__Reeks opdrachten__
[1] Geef het deel van de tekst over Bringmanns model dat begint met de woorden "Om haar model" en eindigt met "Knoop of interactie?" opnieuw, en vervang daarin "simulaties" door "modelberekeningen".
[2] Kloppen de volgende uitspraken volgens de tekst over Bringmanns model? Antwoord per uitspraak met ja of nee en citeer de doorslaggevende woorden uit de tekst.
(a) Bringmann gebruikt eerst simulaties en past het model pas daarna toe op de echte data.
(b) Cliënten vullen alleen een vragenlijst in, zonder open vragen.
(c) Eén keer ruzie met de moeder is genoeg om 'contact met moeder' in het model op te nemen.
[3] Welke vragen stelt Bringmann in haar citaat in de eerste alinea van de tekst over Bringmanns model? Noem ze allemaal.

__Aangeleverde tekst__
● ● ● ●
Om haar model verder te ontwikkelen, zal Bringmann eerst gebruikmaken van simulaties. Hiermee kan ze nagaan wat wel en niet goed werkt. Bringmann: ‘Hoeveel gegevens moet je in het model stoppen, om er een resultaat uit te krijgen? Hoe groot moet de verandering zijn in het netwerk om die te kunnen vinden? Vind je al heel kleine veranderingen (bijvoorbeeld na een onrustige nacht) of vind je alleen grote verschillen (bijvoorbeeld na een maand slecht slapen)? Als het model werkt, ga ik het toepassen op de echte data.’
Knoop of interactie?
Dat Bringmann niet alleen naar abstracte symptomen kijkt, maar de variabelen specifieker wil maken, is uniek aan haar project. Want hoe zal ze deze variabelen in het model invoeren? Als – in modeljargon – extra knoop in het netwerk of als interactie, of nog op een andere manier? Daarnaast, hoe ze aan de concrete gedragingen komt, is ook ingewikkeld. Dit gebeurt op basis van open vragen, die cliënten invullen naast de vragenlijst. Daarin staan frases als: “Ik was met mijn moeder en toen deed ik dit en kwam ik op de praktijk en dat vond ik niet fijn…” Uit die informatie moet duidelijk worden dat contact met de moeder belangrijk is en ervoor zorgt dat iemand al dan niet in de problemen raakt. Het moet dan gaan om zaken die vaker voorkomen. Dus niet een keer ruzie met de moeder, maar contact met de moeder moet vaker positieve of negatieve gevolgen hebben voor symptomen in het netwerk als wakker liggen of wel of geen sombere gedachten hebben. Dan kan ‘contact met moeder’ onderdeel van het model worden. Bringmann: ‘Ik moet nadenken over vragen als: moet ik het hele sociale netwerk als één variabele opnemen of moet ik verschillende vrienden los in het model opnemen?
● ● ● ●
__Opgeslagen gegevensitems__
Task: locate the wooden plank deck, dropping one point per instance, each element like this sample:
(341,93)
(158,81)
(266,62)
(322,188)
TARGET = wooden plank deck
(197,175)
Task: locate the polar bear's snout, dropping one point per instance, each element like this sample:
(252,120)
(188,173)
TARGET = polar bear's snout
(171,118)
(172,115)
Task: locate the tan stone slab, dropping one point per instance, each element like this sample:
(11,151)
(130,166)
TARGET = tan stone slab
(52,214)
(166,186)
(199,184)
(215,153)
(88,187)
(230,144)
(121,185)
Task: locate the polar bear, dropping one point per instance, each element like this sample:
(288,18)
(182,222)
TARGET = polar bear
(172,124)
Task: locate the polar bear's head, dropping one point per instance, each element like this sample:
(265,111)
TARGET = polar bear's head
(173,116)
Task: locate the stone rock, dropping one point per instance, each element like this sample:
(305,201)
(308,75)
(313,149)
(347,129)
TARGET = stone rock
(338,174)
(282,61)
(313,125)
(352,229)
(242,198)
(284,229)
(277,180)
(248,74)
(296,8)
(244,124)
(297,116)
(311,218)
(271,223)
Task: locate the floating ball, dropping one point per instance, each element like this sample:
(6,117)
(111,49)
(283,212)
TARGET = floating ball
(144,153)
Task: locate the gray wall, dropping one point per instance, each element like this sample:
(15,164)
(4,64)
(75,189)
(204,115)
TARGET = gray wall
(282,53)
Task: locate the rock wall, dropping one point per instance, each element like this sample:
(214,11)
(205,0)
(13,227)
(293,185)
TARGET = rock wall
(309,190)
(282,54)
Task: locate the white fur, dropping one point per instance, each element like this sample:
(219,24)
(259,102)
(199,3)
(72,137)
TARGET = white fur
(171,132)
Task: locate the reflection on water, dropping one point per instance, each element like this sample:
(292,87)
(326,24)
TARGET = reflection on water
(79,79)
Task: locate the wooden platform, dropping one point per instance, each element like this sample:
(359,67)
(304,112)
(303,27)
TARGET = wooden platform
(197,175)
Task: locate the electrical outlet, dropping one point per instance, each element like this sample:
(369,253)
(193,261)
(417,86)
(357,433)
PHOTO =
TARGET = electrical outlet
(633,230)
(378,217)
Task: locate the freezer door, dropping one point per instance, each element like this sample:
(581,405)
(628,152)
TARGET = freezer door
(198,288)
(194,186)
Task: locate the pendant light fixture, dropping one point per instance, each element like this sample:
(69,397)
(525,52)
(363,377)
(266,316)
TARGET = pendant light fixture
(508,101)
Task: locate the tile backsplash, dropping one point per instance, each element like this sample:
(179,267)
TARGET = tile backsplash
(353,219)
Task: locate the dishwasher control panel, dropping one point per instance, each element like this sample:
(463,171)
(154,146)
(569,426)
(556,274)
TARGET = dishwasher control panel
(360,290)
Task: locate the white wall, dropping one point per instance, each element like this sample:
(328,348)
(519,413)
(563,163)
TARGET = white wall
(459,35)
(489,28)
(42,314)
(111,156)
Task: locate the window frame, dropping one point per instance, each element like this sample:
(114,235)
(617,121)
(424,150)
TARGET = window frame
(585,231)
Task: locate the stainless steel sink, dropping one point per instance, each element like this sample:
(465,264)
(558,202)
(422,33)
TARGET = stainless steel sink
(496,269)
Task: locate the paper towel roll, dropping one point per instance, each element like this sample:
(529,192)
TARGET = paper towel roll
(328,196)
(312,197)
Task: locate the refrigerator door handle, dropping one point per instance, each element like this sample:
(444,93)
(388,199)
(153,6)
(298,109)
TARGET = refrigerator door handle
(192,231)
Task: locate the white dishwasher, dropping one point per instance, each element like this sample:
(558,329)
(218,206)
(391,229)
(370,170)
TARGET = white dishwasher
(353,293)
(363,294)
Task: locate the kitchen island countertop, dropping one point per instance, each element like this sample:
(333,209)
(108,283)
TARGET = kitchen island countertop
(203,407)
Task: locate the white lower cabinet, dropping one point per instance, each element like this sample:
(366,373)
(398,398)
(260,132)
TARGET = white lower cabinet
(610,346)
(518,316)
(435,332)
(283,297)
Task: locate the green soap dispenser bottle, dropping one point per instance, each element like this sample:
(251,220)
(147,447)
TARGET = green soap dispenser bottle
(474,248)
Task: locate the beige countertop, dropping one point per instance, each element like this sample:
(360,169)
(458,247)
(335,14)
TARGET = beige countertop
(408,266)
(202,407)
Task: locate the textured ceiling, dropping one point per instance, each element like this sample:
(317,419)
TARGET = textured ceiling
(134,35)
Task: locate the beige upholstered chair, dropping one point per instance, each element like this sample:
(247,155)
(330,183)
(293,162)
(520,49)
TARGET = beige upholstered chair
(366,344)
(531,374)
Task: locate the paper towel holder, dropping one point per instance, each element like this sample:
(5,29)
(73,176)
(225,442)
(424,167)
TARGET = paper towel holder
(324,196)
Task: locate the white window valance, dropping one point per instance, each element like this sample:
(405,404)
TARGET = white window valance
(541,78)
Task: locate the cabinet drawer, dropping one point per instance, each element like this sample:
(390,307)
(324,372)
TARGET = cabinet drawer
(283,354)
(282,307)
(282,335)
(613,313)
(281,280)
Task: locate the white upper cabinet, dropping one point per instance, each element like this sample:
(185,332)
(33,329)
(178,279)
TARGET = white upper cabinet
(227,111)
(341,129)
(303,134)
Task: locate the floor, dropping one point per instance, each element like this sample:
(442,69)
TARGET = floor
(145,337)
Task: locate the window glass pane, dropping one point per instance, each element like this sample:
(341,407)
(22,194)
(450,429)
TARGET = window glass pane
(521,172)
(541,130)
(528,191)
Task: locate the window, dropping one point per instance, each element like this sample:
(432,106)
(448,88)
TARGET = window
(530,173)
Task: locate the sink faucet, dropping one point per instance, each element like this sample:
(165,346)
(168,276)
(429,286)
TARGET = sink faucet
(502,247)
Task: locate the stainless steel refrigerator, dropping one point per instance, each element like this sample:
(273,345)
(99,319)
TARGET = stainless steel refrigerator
● ● ● ●
__Verwachte antwoorden__
[1]
Om haar model verder te ontwikkelen, zal Bringmann eerst gebruikmaken van modelberekeningen. Hiermee kan ze nagaan wat wel en niet goed werkt. Bringmann: ‘Hoeveel gegevens moet je in het model stoppen, om er een resultaat uit te krijgen? Hoe groot moet de verandering zijn in het netwerk om die te kunnen vinden? Vind je al heel kleine veranderingen (bijvoorbeeld na een onrustige nacht) of vind je alleen grote verschillen (bijvoorbeeld na een maand slecht slapen)? Als het model werkt, ga ik het toepassen op de echte data.’
Knoop of interactie?

[2]
(a) Ja: "Om haar model verder te ontwikkelen, zal Bringmann eerst gebruikmaken van simulaties." en "Als het model werkt, ga ik het toepassen op de echte data."
(b) Nee: "Dit gebeurt op basis van open vragen, die cliënten invullen naast de vragenlijst."
(c) Nee: "Dus niet een keer ruzie met de moeder, maar contact met de moeder moet vaker positieve of negatieve gevolgen hebben voor symptomen in het netwerk"

[3]
- "Hoeveel gegevens moet je in het model stoppen, om er een resultaat uit te krijgen?"
- "Hoe groot moet de verandering zijn in het netwerk om die te kunnen vinden?"
- "Vind je al heel kleine veranderingen (bijvoorbeeld na een onrustige nacht) of vind je alleen grote verschillen (bijvoorbeeld na een maand slecht slapen)?"